List, copied in full, each line of the records below that contains the word "trailer".

Input —
——————
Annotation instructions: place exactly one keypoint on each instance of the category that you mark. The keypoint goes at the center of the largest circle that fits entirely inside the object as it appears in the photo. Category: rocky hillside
——————
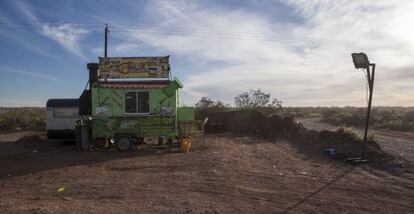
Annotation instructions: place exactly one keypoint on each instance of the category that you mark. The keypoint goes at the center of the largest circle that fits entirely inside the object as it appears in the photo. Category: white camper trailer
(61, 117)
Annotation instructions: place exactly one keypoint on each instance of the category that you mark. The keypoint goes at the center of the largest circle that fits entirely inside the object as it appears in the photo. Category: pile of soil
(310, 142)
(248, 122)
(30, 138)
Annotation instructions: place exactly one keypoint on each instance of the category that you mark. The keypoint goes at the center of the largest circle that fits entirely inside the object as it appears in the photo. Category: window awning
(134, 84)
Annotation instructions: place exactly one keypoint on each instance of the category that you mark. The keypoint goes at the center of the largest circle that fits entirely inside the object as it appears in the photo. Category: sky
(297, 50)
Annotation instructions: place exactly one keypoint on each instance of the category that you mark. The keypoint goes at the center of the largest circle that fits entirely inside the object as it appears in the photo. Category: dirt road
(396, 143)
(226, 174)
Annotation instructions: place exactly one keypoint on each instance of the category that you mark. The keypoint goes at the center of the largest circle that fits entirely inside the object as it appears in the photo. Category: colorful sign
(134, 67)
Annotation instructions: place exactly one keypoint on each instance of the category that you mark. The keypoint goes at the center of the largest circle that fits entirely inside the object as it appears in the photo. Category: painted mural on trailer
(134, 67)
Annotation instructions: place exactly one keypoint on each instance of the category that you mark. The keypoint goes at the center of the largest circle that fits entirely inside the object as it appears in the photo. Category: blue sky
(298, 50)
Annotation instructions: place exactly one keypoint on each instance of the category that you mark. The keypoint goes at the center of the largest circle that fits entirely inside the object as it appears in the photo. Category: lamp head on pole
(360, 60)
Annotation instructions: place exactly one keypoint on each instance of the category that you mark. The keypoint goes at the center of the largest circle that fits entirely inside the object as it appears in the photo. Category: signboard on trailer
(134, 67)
——————
Solution for this problem —
Annotation instructions: place exactly one keypoint on each instance of the category that you mark. The keypoint goes at the center of the largest circle that fits entirely inside the object as it appears in the photo. Category: white camper trailer
Annotation instructions: place exactly one keypoint on each instance of the category that you mark. The keypoint goes at the center of the largest circle that fits entirely inside the object as it appears in the photo. Category: painted mural on trailer
Annotation instructions: place exactly one keypoint on each instance of the category that you mark. The keypoint goes at the center of the largest circle that fits entirely inside the object as it appears in the photo. Category: signboard on trailer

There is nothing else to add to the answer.